◆ **Aim of the task**: Output nothing but the lines from the line with "the wood grain" through the end of the listing below, both ends included.

** BEGIN Records for processing **

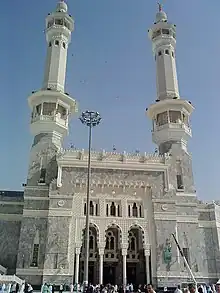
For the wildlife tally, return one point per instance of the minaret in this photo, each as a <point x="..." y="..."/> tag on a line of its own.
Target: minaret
<point x="52" y="106"/>
<point x="170" y="114"/>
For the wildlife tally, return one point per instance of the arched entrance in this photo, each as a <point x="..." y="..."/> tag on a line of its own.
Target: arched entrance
<point x="112" y="270"/>
<point x="136" y="268"/>
<point x="93" y="256"/>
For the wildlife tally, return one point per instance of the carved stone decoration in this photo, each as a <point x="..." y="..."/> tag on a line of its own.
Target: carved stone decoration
<point x="167" y="254"/>
<point x="164" y="207"/>
<point x="61" y="203"/>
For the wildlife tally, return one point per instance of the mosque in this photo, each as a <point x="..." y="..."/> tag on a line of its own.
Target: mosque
<point x="136" y="200"/>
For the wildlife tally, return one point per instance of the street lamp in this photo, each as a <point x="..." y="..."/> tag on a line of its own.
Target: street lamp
<point x="90" y="119"/>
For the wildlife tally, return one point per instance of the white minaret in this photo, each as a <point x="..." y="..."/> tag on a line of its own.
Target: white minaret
<point x="51" y="106"/>
<point x="170" y="114"/>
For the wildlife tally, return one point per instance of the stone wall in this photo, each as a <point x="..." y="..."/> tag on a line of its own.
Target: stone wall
<point x="9" y="240"/>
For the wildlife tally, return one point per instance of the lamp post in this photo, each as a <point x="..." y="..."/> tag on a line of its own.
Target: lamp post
<point x="90" y="119"/>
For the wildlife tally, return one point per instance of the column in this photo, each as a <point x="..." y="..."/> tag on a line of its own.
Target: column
<point x="147" y="255"/>
<point x="77" y="265"/>
<point x="101" y="256"/>
<point x="124" y="254"/>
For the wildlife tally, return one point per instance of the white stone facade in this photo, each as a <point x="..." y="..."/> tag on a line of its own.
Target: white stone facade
<point x="136" y="200"/>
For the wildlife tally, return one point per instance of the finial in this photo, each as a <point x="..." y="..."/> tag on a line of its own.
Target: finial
<point x="159" y="6"/>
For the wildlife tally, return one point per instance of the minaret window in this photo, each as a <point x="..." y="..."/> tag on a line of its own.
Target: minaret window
<point x="42" y="175"/>
<point x="35" y="253"/>
<point x="59" y="21"/>
<point x="49" y="109"/>
<point x="113" y="209"/>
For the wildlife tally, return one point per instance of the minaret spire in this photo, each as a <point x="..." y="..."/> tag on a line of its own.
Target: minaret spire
<point x="159" y="6"/>
<point x="52" y="106"/>
<point x="170" y="114"/>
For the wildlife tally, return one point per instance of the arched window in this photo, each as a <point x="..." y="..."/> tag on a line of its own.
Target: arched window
<point x="132" y="242"/>
<point x="91" y="242"/>
<point x="129" y="210"/>
<point x="134" y="210"/>
<point x="91" y="208"/>
<point x="110" y="241"/>
<point x="113" y="209"/>
<point x="119" y="214"/>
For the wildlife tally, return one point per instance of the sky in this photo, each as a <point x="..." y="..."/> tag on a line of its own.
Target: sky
<point x="110" y="49"/>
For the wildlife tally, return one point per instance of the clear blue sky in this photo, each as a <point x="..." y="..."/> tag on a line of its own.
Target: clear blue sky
<point x="114" y="31"/>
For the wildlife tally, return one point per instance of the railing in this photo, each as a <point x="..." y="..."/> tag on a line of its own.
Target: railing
<point x="113" y="156"/>
<point x="3" y="270"/>
<point x="9" y="279"/>
<point x="173" y="125"/>
<point x="56" y="118"/>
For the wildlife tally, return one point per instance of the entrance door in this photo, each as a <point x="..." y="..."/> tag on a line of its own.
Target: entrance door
<point x="131" y="274"/>
<point x="109" y="274"/>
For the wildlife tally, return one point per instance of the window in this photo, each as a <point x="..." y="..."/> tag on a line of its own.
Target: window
<point x="113" y="209"/>
<point x="42" y="175"/>
<point x="91" y="208"/>
<point x="165" y="31"/>
<point x="186" y="255"/>
<point x="96" y="209"/>
<point x="110" y="241"/>
<point x="179" y="180"/>
<point x="140" y="211"/>
<point x="59" y="21"/>
<point x="49" y="109"/>
<point x="38" y="109"/>
<point x="34" y="262"/>
<point x="134" y="210"/>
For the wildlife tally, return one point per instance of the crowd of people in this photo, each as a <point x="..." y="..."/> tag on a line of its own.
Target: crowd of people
<point x="109" y="288"/>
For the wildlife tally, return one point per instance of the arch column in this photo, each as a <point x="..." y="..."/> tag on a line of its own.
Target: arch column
<point x="101" y="258"/>
<point x="147" y="257"/>
<point x="77" y="265"/>
<point x="124" y="255"/>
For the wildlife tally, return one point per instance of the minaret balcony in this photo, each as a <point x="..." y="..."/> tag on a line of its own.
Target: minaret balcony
<point x="171" y="125"/>
<point x="57" y="118"/>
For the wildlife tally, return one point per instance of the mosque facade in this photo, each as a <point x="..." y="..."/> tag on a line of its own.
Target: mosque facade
<point x="137" y="201"/>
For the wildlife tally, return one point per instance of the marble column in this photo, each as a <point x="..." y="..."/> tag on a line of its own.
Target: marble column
<point x="147" y="255"/>
<point x="101" y="257"/>
<point x="124" y="254"/>
<point x="77" y="265"/>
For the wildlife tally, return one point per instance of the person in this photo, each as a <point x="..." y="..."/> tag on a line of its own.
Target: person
<point x="30" y="289"/>
<point x="178" y="290"/>
<point x="61" y="288"/>
<point x="150" y="288"/>
<point x="192" y="288"/>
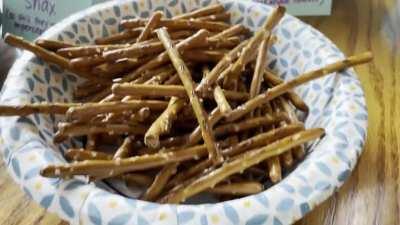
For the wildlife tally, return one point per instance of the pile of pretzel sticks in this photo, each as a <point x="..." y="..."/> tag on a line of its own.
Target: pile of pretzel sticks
<point x="179" y="106"/>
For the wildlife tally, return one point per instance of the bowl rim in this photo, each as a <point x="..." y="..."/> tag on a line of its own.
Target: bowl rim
<point x="312" y="202"/>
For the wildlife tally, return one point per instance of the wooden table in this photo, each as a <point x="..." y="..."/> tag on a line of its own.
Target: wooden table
<point x="371" y="195"/>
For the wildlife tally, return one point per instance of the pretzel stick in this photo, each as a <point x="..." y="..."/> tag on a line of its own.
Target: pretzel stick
<point x="147" y="75"/>
<point x="136" y="178"/>
<point x="80" y="51"/>
<point x="88" y="110"/>
<point x="232" y="31"/>
<point x="274" y="169"/>
<point x="221" y="101"/>
<point x="274" y="80"/>
<point x="229" y="141"/>
<point x="163" y="123"/>
<point x="213" y="43"/>
<point x="120" y="166"/>
<point x="160" y="78"/>
<point x="91" y="142"/>
<point x="48" y="56"/>
<point x="112" y="69"/>
<point x="168" y="90"/>
<point x="124" y="150"/>
<point x="249" y="124"/>
<point x="77" y="129"/>
<point x="195" y="136"/>
<point x="182" y="24"/>
<point x="153" y="22"/>
<point x="216" y="17"/>
<point x="186" y="78"/>
<point x="163" y="58"/>
<point x="27" y="109"/>
<point x="159" y="182"/>
<point x="52" y="45"/>
<point x="299" y="151"/>
<point x="241" y="188"/>
<point x="83" y="154"/>
<point x="211" y="77"/>
<point x="203" y="56"/>
<point x="140" y="116"/>
<point x="247" y="53"/>
<point x="149" y="48"/>
<point x="245" y="56"/>
<point x="299" y="80"/>
<point x="81" y="92"/>
<point x="287" y="157"/>
<point x="119" y="37"/>
<point x="247" y="160"/>
<point x="254" y="142"/>
<point x="262" y="139"/>
<point x="259" y="68"/>
<point x="173" y="80"/>
<point x="204" y="11"/>
<point x="136" y="50"/>
<point x="86" y="61"/>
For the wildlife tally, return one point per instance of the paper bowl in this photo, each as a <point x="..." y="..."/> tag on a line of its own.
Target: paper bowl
<point x="336" y="103"/>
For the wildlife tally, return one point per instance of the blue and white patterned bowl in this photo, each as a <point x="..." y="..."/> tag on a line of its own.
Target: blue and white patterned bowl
<point x="336" y="103"/>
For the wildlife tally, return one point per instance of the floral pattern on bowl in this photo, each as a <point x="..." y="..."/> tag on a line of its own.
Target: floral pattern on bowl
<point x="336" y="103"/>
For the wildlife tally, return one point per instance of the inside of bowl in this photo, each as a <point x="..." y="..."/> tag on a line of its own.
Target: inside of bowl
<point x="298" y="49"/>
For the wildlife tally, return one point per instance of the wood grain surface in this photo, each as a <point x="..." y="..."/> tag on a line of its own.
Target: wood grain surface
<point x="371" y="195"/>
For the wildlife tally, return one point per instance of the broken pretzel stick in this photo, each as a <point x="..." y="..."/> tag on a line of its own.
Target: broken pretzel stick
<point x="240" y="188"/>
<point x="86" y="61"/>
<point x="169" y="91"/>
<point x="52" y="45"/>
<point x="222" y="65"/>
<point x="153" y="22"/>
<point x="163" y="58"/>
<point x="88" y="110"/>
<point x="299" y="80"/>
<point x="120" y="166"/>
<point x="91" y="142"/>
<point x="49" y="56"/>
<point x="235" y="30"/>
<point x="136" y="179"/>
<point x="80" y="51"/>
<point x="204" y="11"/>
<point x="180" y="24"/>
<point x="44" y="108"/>
<point x="216" y="17"/>
<point x="274" y="80"/>
<point x="221" y="101"/>
<point x="203" y="56"/>
<point x="158" y="185"/>
<point x="83" y="154"/>
<point x="299" y="151"/>
<point x="114" y="69"/>
<point x="77" y="129"/>
<point x="254" y="142"/>
<point x="186" y="78"/>
<point x="261" y="62"/>
<point x="249" y="124"/>
<point x="125" y="149"/>
<point x="127" y="34"/>
<point x="247" y="160"/>
<point x="245" y="57"/>
<point x="140" y="116"/>
<point x="163" y="123"/>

** END Records for processing **

◆ **Exercise solution**:
For the wildlife tally, return one point per instance of the wood grain surface in this photo, each as a <point x="..." y="..."/> tag on a line of its own.
Target: wood grain surface
<point x="371" y="195"/>
For the wildlife tally, return one point per instance of the broken pretzel stick in this photo, each as a <point x="..." y="..."/> tag on a line of its own.
Target: broken pretzel stick
<point x="240" y="188"/>
<point x="86" y="61"/>
<point x="169" y="91"/>
<point x="52" y="45"/>
<point x="222" y="65"/>
<point x="153" y="22"/>
<point x="163" y="58"/>
<point x="88" y="110"/>
<point x="299" y="80"/>
<point x="120" y="166"/>
<point x="91" y="142"/>
<point x="49" y="56"/>
<point x="235" y="30"/>
<point x="136" y="179"/>
<point x="80" y="51"/>
<point x="204" y="11"/>
<point x="180" y="24"/>
<point x="44" y="108"/>
<point x="216" y="17"/>
<point x="274" y="80"/>
<point x="221" y="101"/>
<point x="203" y="56"/>
<point x="158" y="185"/>
<point x="83" y="154"/>
<point x="299" y="151"/>
<point x="114" y="69"/>
<point x="77" y="129"/>
<point x="254" y="142"/>
<point x="186" y="78"/>
<point x="261" y="62"/>
<point x="249" y="124"/>
<point x="125" y="149"/>
<point x="127" y="34"/>
<point x="247" y="160"/>
<point x="245" y="57"/>
<point x="140" y="116"/>
<point x="163" y="123"/>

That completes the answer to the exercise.